By Agrippina Fadel
Tamarac “has enough marijuana dispensaries” and will not approve any new applications from businesses looking to open such stores or pharmacies within city limits, according to the city commission.
At the January 11 meeting, commissioners agreed to instruct the staff to prepare the regulations banning any future dispensaries and institute zoning in progress, effective January 12, which would stop any new applications from being submitted.
Commissioner Elvin Villalobos said, “we have enough dispensaries,” Vice Mayor Marlon Bolton and Mayor Michelle Gomez both expressed that the current number of stores was enough for the city’s needs.
There are currently three medical marijuana dispensaries in the city, with another waiting for a license and another application in the works.
The conversation started during the discussion of the ordinance suggesting requalifying the permit for medical marijuana dispensaries and pharmacies as “accessory use,” which would have made the city regulations for such businesses more restrictive. The commission decided to go a step further and ban them altogether.
Maxine Calloway, director of community development, explained the state first gave the cities an option to adopt regulations on medical marijuana or ban dispensaries in 2018. In June of that year, Tamarac decided to ban them, but shortly after, the city staff surveyed the residents to see whether they wanted to have dispensaries.

------------------------------------------------------------------------

__INSTRUCTIONS TO FOLLOW__:
Continue the article on Tamarac's dispensary ban from the point where it stops.

------------------------------------------------------------------------

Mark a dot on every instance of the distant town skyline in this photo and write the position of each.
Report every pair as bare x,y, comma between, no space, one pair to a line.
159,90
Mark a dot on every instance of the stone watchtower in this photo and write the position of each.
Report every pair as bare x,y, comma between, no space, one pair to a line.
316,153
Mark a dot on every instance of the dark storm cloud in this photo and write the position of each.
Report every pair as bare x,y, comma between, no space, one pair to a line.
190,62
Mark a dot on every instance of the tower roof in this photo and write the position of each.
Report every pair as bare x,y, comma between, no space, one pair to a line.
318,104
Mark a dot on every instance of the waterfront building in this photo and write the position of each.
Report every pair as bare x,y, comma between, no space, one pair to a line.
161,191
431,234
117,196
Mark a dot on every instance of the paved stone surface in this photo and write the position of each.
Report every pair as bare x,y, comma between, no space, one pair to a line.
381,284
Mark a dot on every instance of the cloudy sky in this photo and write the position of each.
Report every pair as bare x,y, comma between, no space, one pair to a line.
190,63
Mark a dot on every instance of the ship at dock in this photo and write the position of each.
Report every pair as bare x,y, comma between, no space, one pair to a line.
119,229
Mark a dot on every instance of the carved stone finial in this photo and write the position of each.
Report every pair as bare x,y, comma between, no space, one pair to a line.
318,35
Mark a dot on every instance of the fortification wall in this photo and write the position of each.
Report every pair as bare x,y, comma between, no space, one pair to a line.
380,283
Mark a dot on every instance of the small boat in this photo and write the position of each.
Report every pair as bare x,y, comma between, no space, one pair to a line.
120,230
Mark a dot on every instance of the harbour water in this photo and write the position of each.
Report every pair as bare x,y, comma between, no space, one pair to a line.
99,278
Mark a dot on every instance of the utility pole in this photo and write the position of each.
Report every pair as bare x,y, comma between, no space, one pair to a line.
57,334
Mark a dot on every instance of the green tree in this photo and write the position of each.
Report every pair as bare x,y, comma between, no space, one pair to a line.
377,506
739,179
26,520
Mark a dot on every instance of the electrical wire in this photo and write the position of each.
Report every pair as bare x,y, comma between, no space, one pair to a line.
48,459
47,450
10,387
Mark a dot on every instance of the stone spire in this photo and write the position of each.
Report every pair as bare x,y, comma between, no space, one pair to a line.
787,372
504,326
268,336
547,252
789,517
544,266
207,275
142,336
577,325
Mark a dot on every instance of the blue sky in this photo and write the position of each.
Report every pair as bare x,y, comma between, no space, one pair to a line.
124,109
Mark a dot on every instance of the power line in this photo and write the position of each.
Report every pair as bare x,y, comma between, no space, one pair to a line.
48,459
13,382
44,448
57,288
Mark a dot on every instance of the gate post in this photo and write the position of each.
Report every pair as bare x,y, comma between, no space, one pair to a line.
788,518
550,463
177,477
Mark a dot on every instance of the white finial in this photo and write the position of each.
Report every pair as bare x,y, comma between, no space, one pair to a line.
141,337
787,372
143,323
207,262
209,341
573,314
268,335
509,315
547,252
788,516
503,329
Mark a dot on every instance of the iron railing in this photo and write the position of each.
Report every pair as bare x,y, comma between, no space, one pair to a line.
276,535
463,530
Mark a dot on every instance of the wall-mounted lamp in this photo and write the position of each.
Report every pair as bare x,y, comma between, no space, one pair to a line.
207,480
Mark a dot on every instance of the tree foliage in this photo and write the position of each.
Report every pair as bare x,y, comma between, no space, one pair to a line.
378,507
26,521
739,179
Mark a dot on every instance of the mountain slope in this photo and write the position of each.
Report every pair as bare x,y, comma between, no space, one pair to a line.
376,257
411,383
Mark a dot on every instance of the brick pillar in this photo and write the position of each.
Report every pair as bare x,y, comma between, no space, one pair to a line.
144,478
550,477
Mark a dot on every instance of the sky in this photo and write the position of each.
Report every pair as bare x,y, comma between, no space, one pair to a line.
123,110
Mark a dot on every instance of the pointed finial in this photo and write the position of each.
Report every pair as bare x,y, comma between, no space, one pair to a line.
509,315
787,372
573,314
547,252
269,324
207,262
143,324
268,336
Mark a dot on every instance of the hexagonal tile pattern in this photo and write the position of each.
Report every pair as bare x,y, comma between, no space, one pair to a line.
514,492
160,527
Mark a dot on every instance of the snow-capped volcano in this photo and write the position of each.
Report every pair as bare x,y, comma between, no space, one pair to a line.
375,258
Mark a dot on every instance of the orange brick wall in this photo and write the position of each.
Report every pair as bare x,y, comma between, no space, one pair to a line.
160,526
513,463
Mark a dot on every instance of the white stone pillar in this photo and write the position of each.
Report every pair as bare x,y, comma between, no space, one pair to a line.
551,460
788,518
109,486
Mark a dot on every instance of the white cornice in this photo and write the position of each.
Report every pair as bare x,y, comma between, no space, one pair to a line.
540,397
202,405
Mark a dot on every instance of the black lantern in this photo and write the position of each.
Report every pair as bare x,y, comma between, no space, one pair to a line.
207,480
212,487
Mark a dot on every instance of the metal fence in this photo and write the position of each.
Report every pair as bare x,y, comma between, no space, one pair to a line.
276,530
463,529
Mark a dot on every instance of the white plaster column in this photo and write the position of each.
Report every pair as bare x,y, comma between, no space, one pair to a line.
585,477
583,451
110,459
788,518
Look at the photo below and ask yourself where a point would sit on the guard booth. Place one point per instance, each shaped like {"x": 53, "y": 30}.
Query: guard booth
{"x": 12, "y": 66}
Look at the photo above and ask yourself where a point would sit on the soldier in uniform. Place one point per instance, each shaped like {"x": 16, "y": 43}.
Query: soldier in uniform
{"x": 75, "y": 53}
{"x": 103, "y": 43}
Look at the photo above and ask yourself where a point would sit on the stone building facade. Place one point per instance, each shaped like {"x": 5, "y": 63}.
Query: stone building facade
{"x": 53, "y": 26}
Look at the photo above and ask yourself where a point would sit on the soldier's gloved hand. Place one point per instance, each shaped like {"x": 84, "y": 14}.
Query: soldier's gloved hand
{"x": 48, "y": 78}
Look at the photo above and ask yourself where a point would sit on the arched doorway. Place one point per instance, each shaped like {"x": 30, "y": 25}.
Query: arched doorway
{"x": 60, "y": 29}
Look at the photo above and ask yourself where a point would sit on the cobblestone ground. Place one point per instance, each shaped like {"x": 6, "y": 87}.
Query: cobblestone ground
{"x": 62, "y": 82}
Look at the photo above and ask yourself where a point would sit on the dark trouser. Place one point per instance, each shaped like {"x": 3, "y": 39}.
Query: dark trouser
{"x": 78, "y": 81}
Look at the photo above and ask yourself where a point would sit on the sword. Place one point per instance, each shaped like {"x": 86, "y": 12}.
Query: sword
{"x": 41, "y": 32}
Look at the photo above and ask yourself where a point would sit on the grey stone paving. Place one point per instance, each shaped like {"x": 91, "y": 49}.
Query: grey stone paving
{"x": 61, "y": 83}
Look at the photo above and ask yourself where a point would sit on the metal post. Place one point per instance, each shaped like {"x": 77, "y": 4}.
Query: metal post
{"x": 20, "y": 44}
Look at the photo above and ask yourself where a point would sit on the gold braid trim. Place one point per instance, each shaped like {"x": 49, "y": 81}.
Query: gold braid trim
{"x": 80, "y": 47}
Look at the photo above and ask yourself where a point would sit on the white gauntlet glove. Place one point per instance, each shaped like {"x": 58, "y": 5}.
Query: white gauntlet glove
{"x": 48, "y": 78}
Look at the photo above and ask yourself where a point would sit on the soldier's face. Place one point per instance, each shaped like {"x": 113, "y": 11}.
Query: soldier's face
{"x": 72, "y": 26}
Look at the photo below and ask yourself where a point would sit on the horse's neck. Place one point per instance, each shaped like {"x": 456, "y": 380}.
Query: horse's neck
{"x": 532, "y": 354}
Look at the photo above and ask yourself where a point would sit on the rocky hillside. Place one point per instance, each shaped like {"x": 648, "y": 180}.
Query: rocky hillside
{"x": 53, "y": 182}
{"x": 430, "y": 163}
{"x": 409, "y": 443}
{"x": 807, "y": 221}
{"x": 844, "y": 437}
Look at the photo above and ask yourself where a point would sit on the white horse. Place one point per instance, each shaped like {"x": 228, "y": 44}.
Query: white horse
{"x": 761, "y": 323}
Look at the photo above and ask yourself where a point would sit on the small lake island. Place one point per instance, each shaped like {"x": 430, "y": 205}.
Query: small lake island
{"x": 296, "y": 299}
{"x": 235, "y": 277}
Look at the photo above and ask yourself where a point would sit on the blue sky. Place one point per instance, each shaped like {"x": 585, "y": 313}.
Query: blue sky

------------------------------------------------------------------------

__RESPONSE__:
After the survey results showed the residents favored having such businesses in Tamarac, the city lifted the ban in 2019, allowing medical marijuana dispensaries permitted in mixed-use and commercial zones.
“After we received our first three applications for medical marijuana dispensaries, the city amended its code again in September 2022, and instead of making use permitted by right in those two zoning districts, we changed it to a public hearing process and made it a special exception,” Calloway said. The amendment meant the applicants had to go through a more complicated process to get approval from the city.
She reminded commission members medical marijuana dispensaries are entirely regulated by the state and follow specific rules that the city adopted, such as 500 feet distance separation from schools.
Calloway added that there are 740,000 qualified patients in Florida, served by 450 medical marijuana dispensaries statewide, of which Broward County has 25. She said Plantation, Lauderhill, North Lauderdale, Margate, Miramar, and Lauderdale Lakes all ban dispensaries, and Deerfield Beach instituted a ban after permitting eight dispensaries to open.
Dispensaries are allowed with conditional use in Coral Springs, Sunrise, Coconut Creek, Fort Lauderdale, and Oakland Park.
Gomez said that the businesses with existing licenses in the city should operate freely, but she would be “more comfortable putting the ban back in effect.”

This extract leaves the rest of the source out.